Historians tell us that in centuries past, some absolute rulers adopted a somewhat enlightened attitude to their vassals. Dictators they may have been, but benevolent ones who actually did some good things for their subjects. They were known as well, benevolent dictators or enlightened absolutists, and one of them, Emperor Joseph II of the Holy Roman Empire, described his reign as “Everything for the people, nothing by the people.” You may have seen a caricature of him in the movie “Amadeus”, when he pronounced that memorable advice: “Too many notes, Mozart, too many notes.”

Many observers will say that even today, centuries later, we have a benevolent dictator in our midst, and he runs world soccer. They refer to Joseph “Sepp” Blatter, the Swiss who runs the Federation Internationale Football Association (FIFA). Dictator he certainly is, trying to put his personal stamp on the world’s most popular game. Occasionally he is right, but too many times he comes across as a real numpty (a popular Scottish word to describe someone who embarrasses himself because of his own ignorance). Here’s a few of his best.

In 2004 he suggested that women players should have more feminine (read: skimpier) kit to increase the popularity of their game. That comment created uproar in the women’s game, needless to say. For the head of FIFA to suggest that players should be concerned about how they look, and not how they play, is the remark of a right numpty. Then he made himself look even more dumb when he added: “. . . they already have some different rules to men - such as playing with a lighter ball. That decision was taken to create a more female aesthetic, so why not do it in fashion?” (The ball is the same in men’s and women’s soccer.)

In the 2006 World Cup, after Australia were knocked out by Italy on a controversial late penalty-kick, he caused another brouhaha by publicly declaring that the penalty shouldn’t have been called. “I would like to apologize to our fans in Australia. The Socceroos should have gone into the quarter-finals in place of Italy . . .” This, from a man who never refereed at any decent level!

Not too many months later, in January of this year, he created more controversy when as a guest speaker on the eve of the election of a new president for UEFA, he came out and in his speech, publicly supported his long-time ally, Michel Platini, the great French midfielder. Would anyone in the audience dare to vote for the other candidate after that endorsement by the guy who controls the money? Conflict-of-interest rules apparently don’t apply when you are a dictator holding sway over 207 national associations which are members of FIFA. (The United Nations have only 192.) But his blathering didn’t stop there.

Somewhere he had developed the idea that for medical reasons it would be a good thing to ban matches at high altitude. That doesn’t affect many countries except some south American and Andean ones: Bolivia, Peru, Ecuador, Colombia, and the place where Mexico play difficult matches (Toluca). It didn’t matter to the enlightened despot that there is no medical evidence of danger in playing a soccer match at eight or nine thousand feet, and it was only after outrage from the countries concerned, that a month later, FIFA rescinded the ban.

Blatter was made to look even more foolish when to emphasize the silliness of the original decision, the President of Bolivia, Evo Morales, not only personally challenged the ruling in a meeting with FIFA’s caudillo, but traveled up to 6000 meters (almost 20,000 feet) with some of his staff and played a 15-minute game against some local mountain-dwellers. Morales scored the winning goal and also pronounced that “Wherever you can make love, you can play sports.” But for President Sepp, forced to back down, it was edictus interruptus.
══════════════════════════════
*How to complete this task*
Answer these questions from the piece on Sepp Blatter.
1. How did Emperor Joseph II describe his reign?
2. How many national associations are members of FIFA?
3. How long was the game Evo Morales played at 6000 meters?
══════════════════════════════
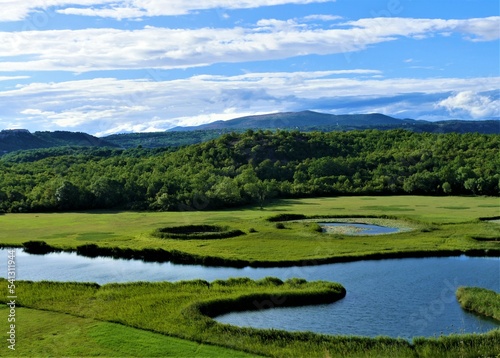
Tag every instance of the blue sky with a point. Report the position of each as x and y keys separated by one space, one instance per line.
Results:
x=114 y=66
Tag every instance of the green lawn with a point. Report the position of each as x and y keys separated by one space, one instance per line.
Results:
x=136 y=319
x=53 y=334
x=441 y=223
x=161 y=319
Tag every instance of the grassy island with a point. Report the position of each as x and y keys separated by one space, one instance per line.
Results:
x=479 y=300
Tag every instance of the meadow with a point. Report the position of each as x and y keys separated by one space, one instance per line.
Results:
x=441 y=225
x=74 y=319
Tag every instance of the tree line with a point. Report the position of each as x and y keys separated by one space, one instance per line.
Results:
x=251 y=167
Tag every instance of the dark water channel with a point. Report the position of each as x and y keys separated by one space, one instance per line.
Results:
x=394 y=297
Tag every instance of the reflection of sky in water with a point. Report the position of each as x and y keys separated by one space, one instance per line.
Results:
x=359 y=229
x=396 y=297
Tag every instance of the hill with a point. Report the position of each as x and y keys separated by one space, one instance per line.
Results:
x=22 y=139
x=243 y=168
x=309 y=121
x=300 y=120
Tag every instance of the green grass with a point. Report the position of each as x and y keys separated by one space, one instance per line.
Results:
x=53 y=334
x=141 y=319
x=437 y=229
x=156 y=312
x=479 y=300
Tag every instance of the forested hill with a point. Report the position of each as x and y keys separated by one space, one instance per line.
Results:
x=22 y=139
x=251 y=167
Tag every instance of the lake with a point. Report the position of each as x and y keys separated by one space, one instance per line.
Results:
x=360 y=229
x=393 y=297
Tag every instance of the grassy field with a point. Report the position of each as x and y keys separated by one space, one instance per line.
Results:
x=479 y=300
x=53 y=334
x=91 y=320
x=439 y=223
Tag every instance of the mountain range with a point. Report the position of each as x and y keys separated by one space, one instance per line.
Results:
x=22 y=139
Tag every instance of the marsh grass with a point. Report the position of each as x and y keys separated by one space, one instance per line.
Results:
x=53 y=334
x=480 y=301
x=197 y=232
x=438 y=232
x=152 y=314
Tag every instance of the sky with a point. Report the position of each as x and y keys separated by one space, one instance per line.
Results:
x=119 y=66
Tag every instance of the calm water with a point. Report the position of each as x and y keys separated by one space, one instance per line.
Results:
x=396 y=297
x=365 y=229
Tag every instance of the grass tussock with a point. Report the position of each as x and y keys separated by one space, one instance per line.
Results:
x=125 y=234
x=479 y=300
x=197 y=232
x=184 y=309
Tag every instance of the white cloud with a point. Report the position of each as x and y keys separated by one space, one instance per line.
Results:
x=166 y=48
x=108 y=105
x=477 y=29
x=130 y=9
x=12 y=78
x=322 y=17
x=472 y=103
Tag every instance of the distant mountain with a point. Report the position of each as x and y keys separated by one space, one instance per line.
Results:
x=22 y=139
x=300 y=120
x=309 y=120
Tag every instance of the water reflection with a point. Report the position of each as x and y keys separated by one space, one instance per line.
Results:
x=394 y=297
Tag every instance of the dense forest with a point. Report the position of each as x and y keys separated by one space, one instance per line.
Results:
x=250 y=167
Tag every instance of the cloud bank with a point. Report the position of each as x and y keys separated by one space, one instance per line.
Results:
x=167 y=48
x=107 y=105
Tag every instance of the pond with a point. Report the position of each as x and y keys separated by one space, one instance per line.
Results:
x=394 y=297
x=358 y=228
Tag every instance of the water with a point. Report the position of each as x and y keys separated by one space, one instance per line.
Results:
x=395 y=297
x=363 y=229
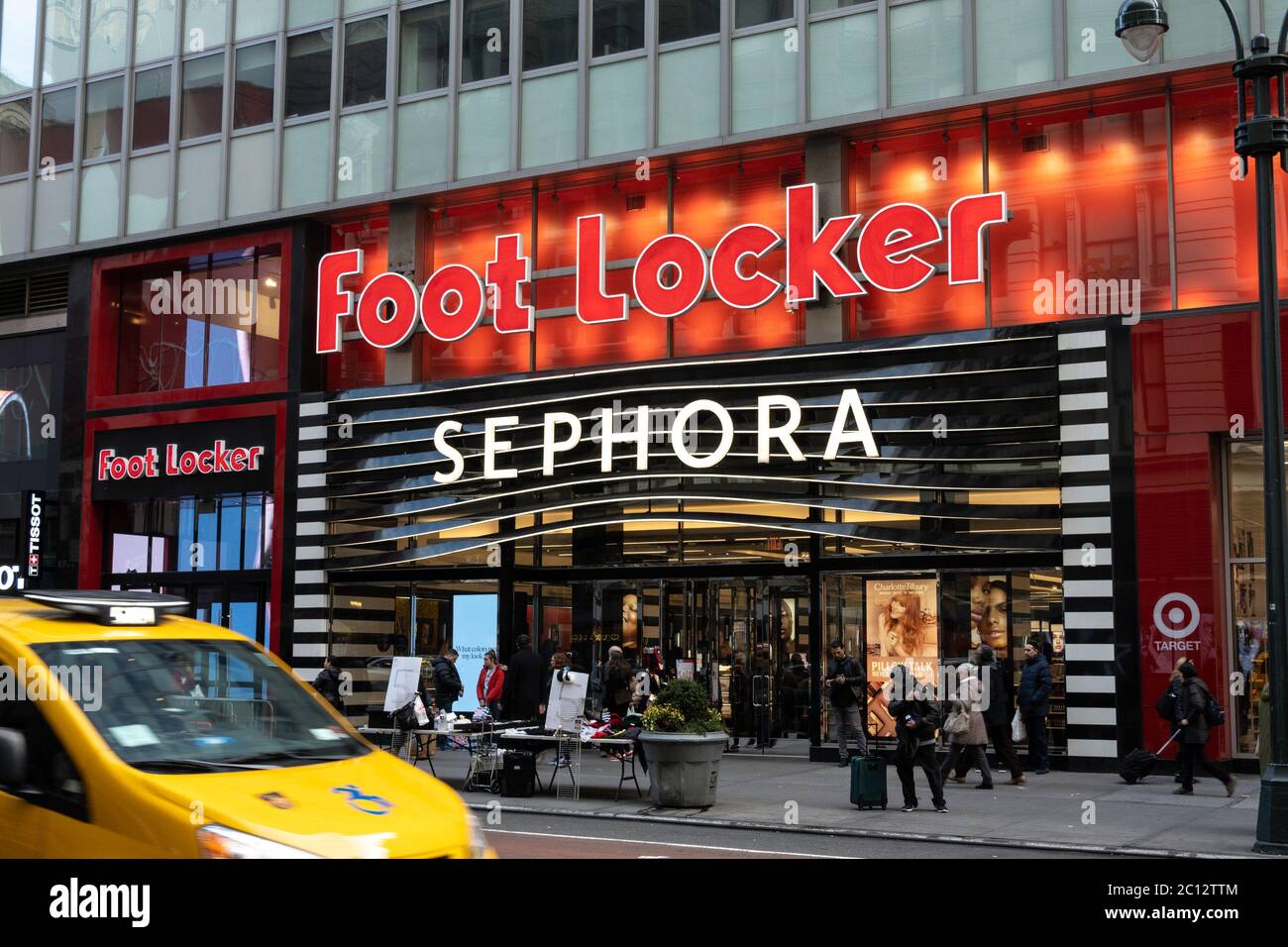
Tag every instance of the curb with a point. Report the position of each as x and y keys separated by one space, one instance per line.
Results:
x=1119 y=851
══════════════════════════════
*Response for this exercise*
1. "Everything for the people, nothing by the people."
2. 207.
3. 15 minutes.